▶ FRAGMENTO DE TEXTO
◇ ◇ ◇
Un acontecimiento histórico
Cada uno de los santos es una obra maestra de la gracia del Espíritu
Santo (Juan XXIII)
El miércoles
regresé de Roma. Ha sido una semana muy intensa. Fui a la canonización de Juan
XXIII y de Juan Pablo II, acompañando a los seminaristas del Arzobispado
Castrense, donde colaboro como jefe de estudios. Han sido días estupendos
principalmente por tres motivos. Primero, porque pudimos asistir a la
canonización de dos grandes pastores de la Iglesia. En segundo lugar por la
compañía, porque estar con seminaristas siempre enseña mucho. Y tercero, porque
una vez más he tenido la posibilidad de “aprender Roma”, como decía el ya Santo
Juan Pablo II.
Si las
comparaciones siempre son odiosas, en el caso de Juan XXIII y Juan Pablo II lo
sería mucho más, porque estos dos pastores han sido, son y serán dos grandes
regalos que el Espíritu Santo da a su Iglesia. Fueron hombres providenciales,
muy conscientes del momento que estaba viviendo la Iglesia y, en
consecuencia, respondieron con generosidad a lo que entonces Dios estaba
pidiendo a su Iglesia. Juan XXIII convocando el Vaticano II, que fue el gran
acontecimiento que marcó la vida eclesial del siglo XX. Y Juan Pablo II
poniendo en marcha la renovación conciliar, con gran fidelidad al espíritu y
letra del Concilio.
◇ ◇ ◇
▶ OBJETIVO 1
Reproduzca las entradas desde la primera hasta la línea que contiene "[430,384,490,465]", ambas incluidas, cambiando "bounding box" por "enclosing box" y sin alterar nada más.
◇ ◇ ◇
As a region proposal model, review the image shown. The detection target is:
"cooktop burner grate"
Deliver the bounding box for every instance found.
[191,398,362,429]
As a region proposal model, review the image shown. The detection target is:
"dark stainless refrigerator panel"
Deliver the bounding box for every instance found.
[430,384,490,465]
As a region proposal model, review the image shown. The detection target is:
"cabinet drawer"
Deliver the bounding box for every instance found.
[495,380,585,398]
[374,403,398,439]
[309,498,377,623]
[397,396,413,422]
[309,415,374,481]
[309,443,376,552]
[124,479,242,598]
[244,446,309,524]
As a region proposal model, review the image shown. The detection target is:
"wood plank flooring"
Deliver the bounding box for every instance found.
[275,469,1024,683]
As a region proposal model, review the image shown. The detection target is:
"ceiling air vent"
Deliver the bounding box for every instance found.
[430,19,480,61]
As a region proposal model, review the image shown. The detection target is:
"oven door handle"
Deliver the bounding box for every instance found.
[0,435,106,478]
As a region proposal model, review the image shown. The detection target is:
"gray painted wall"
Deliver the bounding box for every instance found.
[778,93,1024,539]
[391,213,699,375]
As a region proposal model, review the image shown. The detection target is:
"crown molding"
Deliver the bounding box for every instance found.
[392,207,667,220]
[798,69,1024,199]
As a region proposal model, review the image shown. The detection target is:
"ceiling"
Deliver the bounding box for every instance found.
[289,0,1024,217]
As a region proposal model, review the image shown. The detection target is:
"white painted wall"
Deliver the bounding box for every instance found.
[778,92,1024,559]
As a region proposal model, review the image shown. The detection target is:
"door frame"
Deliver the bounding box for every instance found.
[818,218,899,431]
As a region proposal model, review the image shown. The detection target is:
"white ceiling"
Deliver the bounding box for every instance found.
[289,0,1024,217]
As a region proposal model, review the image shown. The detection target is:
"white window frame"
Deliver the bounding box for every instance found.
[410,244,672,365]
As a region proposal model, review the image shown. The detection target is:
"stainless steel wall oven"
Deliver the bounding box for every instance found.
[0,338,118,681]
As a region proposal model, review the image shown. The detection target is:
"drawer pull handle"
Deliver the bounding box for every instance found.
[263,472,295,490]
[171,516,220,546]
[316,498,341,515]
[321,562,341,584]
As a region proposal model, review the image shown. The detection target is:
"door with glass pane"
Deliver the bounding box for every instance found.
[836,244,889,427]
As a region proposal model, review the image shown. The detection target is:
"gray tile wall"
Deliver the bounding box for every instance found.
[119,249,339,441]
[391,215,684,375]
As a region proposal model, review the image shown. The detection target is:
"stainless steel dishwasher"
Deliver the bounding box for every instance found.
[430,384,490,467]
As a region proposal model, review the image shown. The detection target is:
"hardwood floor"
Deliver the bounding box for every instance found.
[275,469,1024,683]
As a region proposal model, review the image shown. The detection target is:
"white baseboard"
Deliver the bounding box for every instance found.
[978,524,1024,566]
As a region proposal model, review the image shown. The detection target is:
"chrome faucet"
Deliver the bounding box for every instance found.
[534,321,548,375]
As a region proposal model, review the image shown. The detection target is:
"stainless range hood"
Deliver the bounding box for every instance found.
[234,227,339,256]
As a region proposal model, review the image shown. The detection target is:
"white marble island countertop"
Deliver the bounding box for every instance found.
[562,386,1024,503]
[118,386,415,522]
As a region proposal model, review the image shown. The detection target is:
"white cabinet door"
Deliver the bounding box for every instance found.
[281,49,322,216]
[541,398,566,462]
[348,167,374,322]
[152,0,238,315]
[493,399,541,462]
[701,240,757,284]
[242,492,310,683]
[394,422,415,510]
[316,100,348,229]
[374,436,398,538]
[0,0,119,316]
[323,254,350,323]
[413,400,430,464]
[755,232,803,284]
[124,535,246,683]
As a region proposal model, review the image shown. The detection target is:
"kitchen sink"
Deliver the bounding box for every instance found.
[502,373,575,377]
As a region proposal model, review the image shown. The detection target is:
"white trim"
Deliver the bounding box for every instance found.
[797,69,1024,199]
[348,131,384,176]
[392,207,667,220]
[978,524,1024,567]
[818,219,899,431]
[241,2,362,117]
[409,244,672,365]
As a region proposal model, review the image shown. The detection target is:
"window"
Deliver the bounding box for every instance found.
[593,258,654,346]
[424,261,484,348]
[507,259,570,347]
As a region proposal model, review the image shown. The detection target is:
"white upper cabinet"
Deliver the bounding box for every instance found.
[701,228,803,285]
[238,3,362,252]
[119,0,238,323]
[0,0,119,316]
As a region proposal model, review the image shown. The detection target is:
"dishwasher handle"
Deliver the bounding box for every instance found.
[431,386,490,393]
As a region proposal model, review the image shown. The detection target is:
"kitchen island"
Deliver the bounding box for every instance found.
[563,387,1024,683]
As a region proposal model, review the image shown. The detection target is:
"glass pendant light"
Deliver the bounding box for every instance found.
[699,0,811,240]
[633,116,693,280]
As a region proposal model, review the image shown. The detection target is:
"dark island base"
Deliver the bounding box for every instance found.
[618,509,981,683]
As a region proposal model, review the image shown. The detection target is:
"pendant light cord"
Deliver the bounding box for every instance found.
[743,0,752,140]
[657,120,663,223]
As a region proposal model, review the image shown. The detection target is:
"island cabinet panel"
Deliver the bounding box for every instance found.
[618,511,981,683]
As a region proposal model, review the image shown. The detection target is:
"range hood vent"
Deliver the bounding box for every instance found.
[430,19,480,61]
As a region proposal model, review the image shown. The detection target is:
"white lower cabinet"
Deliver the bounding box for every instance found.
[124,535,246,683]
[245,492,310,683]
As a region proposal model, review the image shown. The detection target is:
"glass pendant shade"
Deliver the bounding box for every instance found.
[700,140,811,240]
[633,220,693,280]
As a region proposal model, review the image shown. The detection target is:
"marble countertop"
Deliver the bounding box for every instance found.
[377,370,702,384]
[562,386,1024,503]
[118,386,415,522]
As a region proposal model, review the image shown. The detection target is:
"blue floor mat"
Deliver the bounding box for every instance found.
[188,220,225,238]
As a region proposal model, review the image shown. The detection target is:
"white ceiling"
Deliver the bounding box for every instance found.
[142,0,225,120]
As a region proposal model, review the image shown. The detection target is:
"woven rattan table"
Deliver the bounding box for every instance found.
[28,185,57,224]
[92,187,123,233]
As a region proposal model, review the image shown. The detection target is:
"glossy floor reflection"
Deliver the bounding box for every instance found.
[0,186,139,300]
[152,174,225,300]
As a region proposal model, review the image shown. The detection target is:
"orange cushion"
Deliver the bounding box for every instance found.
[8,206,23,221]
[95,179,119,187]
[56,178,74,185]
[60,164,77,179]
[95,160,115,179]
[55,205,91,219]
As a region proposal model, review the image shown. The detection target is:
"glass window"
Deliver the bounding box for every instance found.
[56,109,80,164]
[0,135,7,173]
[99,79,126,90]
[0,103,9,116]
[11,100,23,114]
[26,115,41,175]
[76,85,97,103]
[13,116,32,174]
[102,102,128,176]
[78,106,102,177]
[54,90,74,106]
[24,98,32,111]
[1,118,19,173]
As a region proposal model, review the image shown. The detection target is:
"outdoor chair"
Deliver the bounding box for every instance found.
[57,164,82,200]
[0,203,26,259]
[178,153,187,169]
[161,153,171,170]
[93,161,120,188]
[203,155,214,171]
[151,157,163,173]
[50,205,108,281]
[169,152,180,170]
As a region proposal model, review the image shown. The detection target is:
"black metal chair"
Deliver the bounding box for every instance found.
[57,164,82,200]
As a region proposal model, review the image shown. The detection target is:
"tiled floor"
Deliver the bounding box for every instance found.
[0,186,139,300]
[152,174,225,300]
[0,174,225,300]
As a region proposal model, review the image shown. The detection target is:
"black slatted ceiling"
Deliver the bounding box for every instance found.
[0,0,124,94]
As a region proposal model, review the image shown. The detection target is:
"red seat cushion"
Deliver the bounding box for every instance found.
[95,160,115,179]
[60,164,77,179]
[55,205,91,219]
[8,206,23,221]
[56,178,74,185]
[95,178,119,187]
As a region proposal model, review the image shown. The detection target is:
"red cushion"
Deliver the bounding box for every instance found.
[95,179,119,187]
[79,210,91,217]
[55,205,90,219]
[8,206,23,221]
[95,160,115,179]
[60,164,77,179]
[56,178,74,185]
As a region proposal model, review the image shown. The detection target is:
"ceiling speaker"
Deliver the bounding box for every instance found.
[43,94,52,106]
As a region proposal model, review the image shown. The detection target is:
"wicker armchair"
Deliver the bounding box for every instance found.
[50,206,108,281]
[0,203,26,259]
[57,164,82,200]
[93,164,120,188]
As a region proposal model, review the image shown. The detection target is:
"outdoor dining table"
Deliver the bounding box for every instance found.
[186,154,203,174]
◇ ◇ ◇
▶ OBJETIVO 2
Devuelva del texto sobre la canonización el pasaje comprendido entre "Un acontecimiento histórico" y "Juan Pablo II.", ambos incluidos, copiado sin ningún cambio.

▶ RESPUESTA CORRECTA 1
As a region proposal model, review the image shown. The detection target is:
"cooktop burner grate"
Deliver the enclosing box for every instance found.
[191,398,362,429]
As a region proposal model, review the image shown. The detection target is:
"dark stainless refrigerator panel"
Deliver the enclosing box for every instance found.
[430,384,490,465]

▶ RESPUESTA CORRECTA 2
Un acontecimiento histórico
Cada uno de los santos es una obra maestra de la gracia del Espíritu
Santo (Juan XXIII)
El miércoles
regresé de Roma. Ha sido una semana muy intensa. Fui a la canonización de Juan
XXIII y de Juan Pablo II, acompañando a los seminaristas del Arzobispado
Castrense, donde colaboro como jefe de estudios. Han sido días estupendos
principalmente por tres motivos. Primero, porque pudimos asistir a la
canonización de dos grandes pastores de la Iglesia. En segundo lugar por la
compañía, porque estar con seminaristas siempre enseña mucho. Y tercero, porque
una vez más he tenido la posibilidad de “aprender Roma”, como decía el ya Santo
Juan Pablo II.